● Challenge: Pull out every line of the data below that contains the string "sweater", and copy each one in full.

● Data lines:
****************************************
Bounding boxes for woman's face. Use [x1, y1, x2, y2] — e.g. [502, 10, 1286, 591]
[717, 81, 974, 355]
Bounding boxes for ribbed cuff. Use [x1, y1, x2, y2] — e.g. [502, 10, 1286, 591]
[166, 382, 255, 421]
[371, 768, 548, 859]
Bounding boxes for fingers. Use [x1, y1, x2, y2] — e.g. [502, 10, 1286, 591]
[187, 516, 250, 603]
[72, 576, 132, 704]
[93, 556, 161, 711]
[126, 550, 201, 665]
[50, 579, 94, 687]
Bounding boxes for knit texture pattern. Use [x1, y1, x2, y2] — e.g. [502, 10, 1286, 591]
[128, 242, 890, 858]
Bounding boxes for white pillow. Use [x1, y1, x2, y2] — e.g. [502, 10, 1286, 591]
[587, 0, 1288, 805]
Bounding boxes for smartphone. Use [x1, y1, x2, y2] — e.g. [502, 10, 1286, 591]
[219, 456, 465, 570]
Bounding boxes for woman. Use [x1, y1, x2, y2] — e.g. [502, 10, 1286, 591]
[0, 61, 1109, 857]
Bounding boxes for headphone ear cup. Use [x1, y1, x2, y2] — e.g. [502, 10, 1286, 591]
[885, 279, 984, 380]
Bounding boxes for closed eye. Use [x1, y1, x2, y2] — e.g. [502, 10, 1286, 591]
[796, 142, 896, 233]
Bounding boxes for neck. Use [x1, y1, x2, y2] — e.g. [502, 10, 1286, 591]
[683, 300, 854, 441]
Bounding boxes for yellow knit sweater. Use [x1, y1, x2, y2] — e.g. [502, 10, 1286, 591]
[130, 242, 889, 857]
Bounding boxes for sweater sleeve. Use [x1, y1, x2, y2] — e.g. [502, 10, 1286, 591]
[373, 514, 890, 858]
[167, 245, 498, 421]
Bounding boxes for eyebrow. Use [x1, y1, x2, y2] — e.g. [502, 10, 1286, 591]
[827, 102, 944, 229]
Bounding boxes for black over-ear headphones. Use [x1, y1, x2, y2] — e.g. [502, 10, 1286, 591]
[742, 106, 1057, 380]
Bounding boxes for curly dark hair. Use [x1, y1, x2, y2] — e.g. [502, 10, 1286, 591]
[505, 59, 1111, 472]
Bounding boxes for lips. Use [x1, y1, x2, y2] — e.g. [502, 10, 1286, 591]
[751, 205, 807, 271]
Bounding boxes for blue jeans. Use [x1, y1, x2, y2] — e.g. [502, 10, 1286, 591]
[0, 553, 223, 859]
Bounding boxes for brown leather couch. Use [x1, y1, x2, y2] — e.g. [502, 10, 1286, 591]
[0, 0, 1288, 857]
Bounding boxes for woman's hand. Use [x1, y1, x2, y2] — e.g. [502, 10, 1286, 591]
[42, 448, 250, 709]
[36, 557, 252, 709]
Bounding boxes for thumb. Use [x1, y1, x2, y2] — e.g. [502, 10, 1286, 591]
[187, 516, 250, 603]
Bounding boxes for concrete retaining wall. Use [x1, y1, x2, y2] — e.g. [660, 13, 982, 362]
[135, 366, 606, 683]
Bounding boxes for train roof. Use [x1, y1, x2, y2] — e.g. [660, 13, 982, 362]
****************************************
● Result:
Bounding boxes for yellow knit sweater. Use [x1, y1, x2, y2] — e.g. [502, 10, 1286, 591]
Bounding boxes for sweater sleeve. Use [x1, y1, x2, y2] — e.g. [502, 10, 1286, 591]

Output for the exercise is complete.